**Using the information**
- A) List every city named in the article about Tammy Finci's search for her father.
- B) Reproduce word for word the part of the article about Tammy Finci's search for her father that begins with the words containing "One night in" and ends with "on 36th Street.".

**Given passage**
# # # #
For 14 years, Tammy Finci has volunteered for search-and-rescue missions, the last 10 with dogs she trained to find missing persons. She and her Dutch shepherds have conducted at least 50 searches, looking for people who disappeared or the bodies of people who drowned. Some of the searches have been long and arduous, but Finci, like her dogs, Zahra and Duke, doesn’t give up easily.
“I found him,” she said on the phone the other day, and this time she was not speaking of a stranger’s son, but of her own father — a man she never knew.
She had located David Robert Gibbs in an unmarked grave in Rochester, Minnesota.
If this sounds like a long story, that’s because it is.
It goes back nearly 60 years, when David Gibbs was 27 years old and well into a career as a criminal. He had robbed a gas station when he was a kid in Philadelphia and continued to commit armed robberies whenever he wasn’t in prison.
One night in November 1964, after Gibbs had drifted into Baltimore, he and an accomplice shot and killed the manager of a Hampden supermarket as the man was about to make an after-hours bank deposit on 36th Street.
# # # #
Collected data

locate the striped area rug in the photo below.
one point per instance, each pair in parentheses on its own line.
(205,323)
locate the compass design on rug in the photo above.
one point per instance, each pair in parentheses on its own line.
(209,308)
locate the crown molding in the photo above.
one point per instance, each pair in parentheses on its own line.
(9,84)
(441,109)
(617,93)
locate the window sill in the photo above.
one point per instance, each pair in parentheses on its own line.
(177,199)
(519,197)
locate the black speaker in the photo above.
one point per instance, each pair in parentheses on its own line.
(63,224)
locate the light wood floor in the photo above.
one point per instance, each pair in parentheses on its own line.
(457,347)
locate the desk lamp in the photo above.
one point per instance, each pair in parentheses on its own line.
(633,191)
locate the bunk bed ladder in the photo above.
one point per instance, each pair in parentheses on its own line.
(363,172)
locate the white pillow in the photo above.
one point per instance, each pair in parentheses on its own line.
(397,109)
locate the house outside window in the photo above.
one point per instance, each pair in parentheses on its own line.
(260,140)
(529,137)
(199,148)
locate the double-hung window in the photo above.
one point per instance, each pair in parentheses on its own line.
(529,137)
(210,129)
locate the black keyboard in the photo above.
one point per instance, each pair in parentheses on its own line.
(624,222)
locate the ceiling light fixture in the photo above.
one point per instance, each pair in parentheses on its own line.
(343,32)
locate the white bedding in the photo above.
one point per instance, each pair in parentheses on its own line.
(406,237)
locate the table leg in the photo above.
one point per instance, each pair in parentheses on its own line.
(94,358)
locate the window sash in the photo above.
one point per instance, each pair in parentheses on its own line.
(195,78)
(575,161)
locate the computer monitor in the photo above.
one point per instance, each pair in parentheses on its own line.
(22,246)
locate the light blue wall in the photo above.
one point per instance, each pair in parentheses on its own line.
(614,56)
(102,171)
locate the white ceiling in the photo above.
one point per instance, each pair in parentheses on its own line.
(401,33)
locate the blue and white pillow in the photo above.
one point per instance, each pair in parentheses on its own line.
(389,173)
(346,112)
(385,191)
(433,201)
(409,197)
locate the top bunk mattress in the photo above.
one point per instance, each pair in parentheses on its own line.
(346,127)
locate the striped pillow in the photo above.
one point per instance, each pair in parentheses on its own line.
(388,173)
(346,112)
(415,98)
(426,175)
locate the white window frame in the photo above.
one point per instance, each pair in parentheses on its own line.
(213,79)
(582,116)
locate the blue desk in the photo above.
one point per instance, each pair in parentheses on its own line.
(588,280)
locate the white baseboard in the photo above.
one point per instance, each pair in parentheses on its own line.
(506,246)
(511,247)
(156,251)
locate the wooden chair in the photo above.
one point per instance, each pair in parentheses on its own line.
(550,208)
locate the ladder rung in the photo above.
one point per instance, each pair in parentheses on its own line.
# # # #
**Answers per task**
- A) Rochester, Philadelphia, Baltimore

- B)
One night in November 1964, after Gibbs had drifted into Baltimore, he and an accomplice shot and killed the manager of a Hampden supermarket as the man was about to make an after-hours bank deposit on 36th Street.